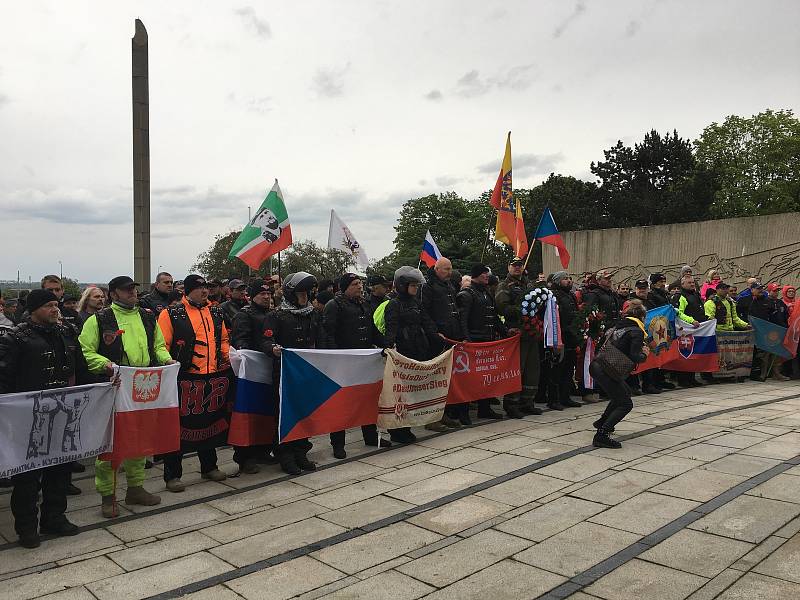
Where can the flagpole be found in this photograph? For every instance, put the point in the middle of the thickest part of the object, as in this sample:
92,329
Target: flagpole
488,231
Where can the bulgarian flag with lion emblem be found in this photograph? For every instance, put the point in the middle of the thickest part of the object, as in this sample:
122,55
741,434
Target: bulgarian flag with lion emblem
==
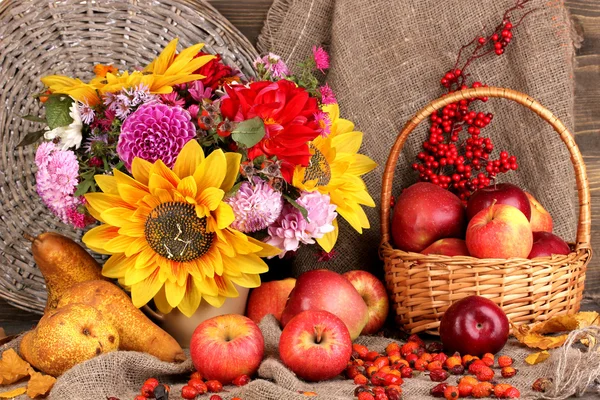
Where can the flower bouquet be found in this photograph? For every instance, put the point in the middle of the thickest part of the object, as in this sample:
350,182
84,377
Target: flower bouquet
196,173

▶ **Your task**
Of the entries above, transcribe exactly those lines that fall between the line containing "Where can the bulgarian" and the line containing "Target: bulgarian flag with lion emblem", together with those two lines.

▶ **Written solution**
Where can the bulgarian flag with lion emblem be found in this photograph? For every instance, put the point in the middle of the thickest part of the object, as in this sample:
122,55
741,434
Target: bulgarian flag with lion emblem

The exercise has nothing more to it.